Om aan het eind van de basisschool tot een goed advies te komen voor verwijzing naar het voortgezet onderwijs, is het belangrijk om een goed beeld te hebben van de schoolloopbaan van de leerling. Bij de totstandkoming van het schooladvies zijn de volgende zaken van belang:
- de schoolresultaten
- de relevante gegevens uit het leerlingvolgsysteem
- de werkhouding en interesses van de leerling
- het sociaal emotioneel functioneren van de leerling.
In groep 7 bespreken we het voorlopige advies met ouders en kinderen. in januari groep 8 wordt dit advies eventueel bijgesteld.
In de eerste twee weken van februari maken de kinderen van groep 8 de Doorstroomtoets. Enkele weken later volgt de uitslag. Leerlingen en ouders ontvangen uiterlijk eind maart van school het definitieve schooladvies*.
*Krijgt de leerling een hoger toetsadvies dan het voorlopig schooladvies? Dan geeft de school een hoger definitief schooladvies. Alleen als het in het belang van de leerling is, kan de school besluiten het advies niet te verhogen. De school moet motiveren.
In groep 8 krijgt elke leerling van de basisschool een advies voor het voortgezet onderwijs dat past bij het niveau van deze leerling. De leerling stroomt vervolgens door naar het voortgezet onderwijs. In het derde jaar wordt gekeken welk niveau de leerling werkelijk heeft vergeleken met het niveau van het schooladvies. Dit wordt vertaald naar drie categorieën: boven, op en onder advies. Bijvoorbeeld: een leerling met schooladvies vmbo-b die in het derde jaar op het vmbo-k zit, zit boven advies. En een leerling met schooladvies havo/vwo die in het derde jaar op het havo zit, zit op advies. Wanneer deze leerling in het derde schooljaar op het vwo zit, zit hij/zij boven advies.
Onze school is een plaats waar leerlingen op een veilige manier hun burgerschapsvaardigheden kunnen oefenen en waar medewerkers van de school deze basiswaarden voorleven.
Wij leven in een pluriforme samenleving. Een samenleving die gekenmerkt wordt door grote diversiteit. Onze samenleving staat niet op zichzelf, maar is onderdeel van een groter geheel. We zijn wereldburgers.
We moedigen onze leerlingen, en elkaar, aan om zich open te stellen, nieuwsgierig te zijn en zich te verwonderen. Verwondering stelt ons in staat om onbevangen naar dingen te kijken en hierdoor iets te leren over wie wij zijn in verhouding tot de wereld waarin wij leven. De verschillen tussen kinderen waarderen we als een bron van leren over jezelf en de ander. Dit is zichtbaar in de didactische en pedagogische praktijk in de scholen en voelbaar in de schoolcultuur.

**KORTE OPDRACHT A**: Geef aan hoeveel regels van de gegevens het woord "green" bevatten, waarbij hoofdletters en kleine letters verschil maken. Noem alleen het aantal.
De tekst en de gegevens hebben een verschillende herkomst.

**DE GEGEVENS**:
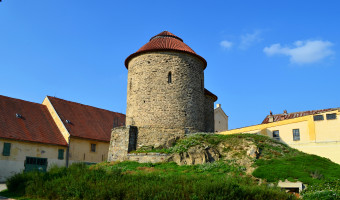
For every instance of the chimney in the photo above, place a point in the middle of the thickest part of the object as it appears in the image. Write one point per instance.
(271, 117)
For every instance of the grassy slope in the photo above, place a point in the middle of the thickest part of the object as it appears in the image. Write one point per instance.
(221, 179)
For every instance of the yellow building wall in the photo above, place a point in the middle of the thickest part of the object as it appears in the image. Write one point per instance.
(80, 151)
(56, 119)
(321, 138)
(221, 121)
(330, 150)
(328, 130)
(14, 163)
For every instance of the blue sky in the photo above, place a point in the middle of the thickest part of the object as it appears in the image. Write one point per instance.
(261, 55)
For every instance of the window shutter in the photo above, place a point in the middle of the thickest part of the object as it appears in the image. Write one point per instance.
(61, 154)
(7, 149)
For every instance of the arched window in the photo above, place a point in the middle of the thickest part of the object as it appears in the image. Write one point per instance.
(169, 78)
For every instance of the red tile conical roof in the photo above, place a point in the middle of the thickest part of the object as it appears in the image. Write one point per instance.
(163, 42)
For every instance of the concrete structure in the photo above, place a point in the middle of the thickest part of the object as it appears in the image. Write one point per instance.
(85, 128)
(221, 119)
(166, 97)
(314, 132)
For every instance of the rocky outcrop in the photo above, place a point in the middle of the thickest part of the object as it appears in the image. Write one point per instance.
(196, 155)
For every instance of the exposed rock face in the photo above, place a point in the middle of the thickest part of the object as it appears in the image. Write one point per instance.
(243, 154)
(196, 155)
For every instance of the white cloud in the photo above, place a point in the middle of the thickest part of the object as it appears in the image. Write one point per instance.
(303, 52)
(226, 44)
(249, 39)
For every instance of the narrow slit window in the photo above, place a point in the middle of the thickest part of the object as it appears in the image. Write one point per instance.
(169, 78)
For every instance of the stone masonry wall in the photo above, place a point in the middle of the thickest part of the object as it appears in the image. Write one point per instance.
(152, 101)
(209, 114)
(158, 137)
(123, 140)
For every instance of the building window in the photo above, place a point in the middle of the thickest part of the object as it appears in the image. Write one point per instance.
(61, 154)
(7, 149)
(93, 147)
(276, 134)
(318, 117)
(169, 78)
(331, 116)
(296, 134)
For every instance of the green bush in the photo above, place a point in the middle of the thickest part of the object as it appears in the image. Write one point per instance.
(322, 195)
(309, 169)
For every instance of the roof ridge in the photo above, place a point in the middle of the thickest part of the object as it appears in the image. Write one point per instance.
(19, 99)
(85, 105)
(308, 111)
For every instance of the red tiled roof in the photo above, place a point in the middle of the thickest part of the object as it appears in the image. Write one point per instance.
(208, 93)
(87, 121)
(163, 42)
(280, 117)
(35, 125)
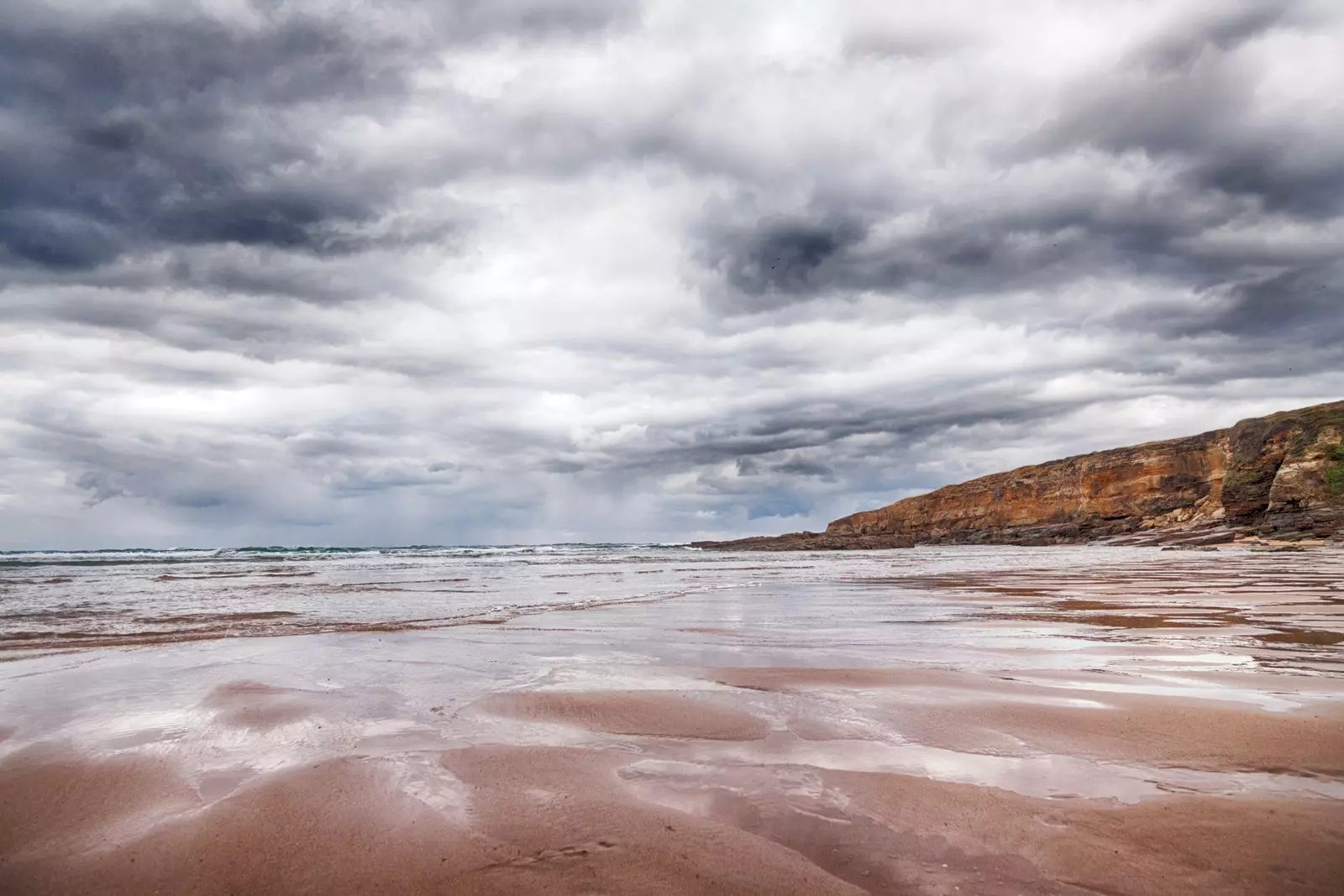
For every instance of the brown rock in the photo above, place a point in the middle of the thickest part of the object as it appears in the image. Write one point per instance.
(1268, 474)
--
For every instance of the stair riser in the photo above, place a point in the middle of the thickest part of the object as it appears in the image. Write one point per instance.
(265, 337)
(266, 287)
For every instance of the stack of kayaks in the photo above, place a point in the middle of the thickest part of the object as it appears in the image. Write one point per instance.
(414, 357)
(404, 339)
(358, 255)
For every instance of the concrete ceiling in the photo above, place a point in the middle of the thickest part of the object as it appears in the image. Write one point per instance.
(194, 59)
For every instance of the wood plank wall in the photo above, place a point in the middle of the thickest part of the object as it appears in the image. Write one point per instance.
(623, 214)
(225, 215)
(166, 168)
==
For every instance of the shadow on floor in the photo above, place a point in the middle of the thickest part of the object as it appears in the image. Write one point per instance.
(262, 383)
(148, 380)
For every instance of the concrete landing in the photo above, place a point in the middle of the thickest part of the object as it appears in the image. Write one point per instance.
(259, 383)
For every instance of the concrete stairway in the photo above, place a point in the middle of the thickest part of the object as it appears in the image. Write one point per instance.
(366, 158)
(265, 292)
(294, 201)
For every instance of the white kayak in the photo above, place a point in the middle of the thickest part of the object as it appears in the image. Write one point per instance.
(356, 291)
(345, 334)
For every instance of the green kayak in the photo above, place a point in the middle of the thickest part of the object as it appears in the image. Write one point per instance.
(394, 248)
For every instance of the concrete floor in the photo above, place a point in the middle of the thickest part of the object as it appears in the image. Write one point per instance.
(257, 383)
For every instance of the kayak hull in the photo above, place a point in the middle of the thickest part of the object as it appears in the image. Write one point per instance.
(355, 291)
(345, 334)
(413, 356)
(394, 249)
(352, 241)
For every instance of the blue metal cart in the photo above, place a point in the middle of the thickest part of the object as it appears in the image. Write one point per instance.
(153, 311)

**KORTE OPDRACHT B**: Citeer alsjeblieft letterlijk uit de tekst over het schooladvies, beginnend bij "Om aan het eind" en eindigend bij "functioneren van de leerling.".

**ANTWOORD A**: 2

**ANTWOORD B**:
Om aan het eind van de basisschool tot een goed advies te komen voor verwijzing naar het voortgezet onderwijs, is het belangrijk om een goed beeld te hebben van de schoolloopbaan van de leerling. Bij de totstandkoming van het schooladvies zijn de volgende zaken van belang:
- de schoolresultaten
- de relevante gegevens uit het leerlingvolgsysteem
- de werkhouding en interesses van de leerling
- het sociaal emotioneel functioneren van de leerling.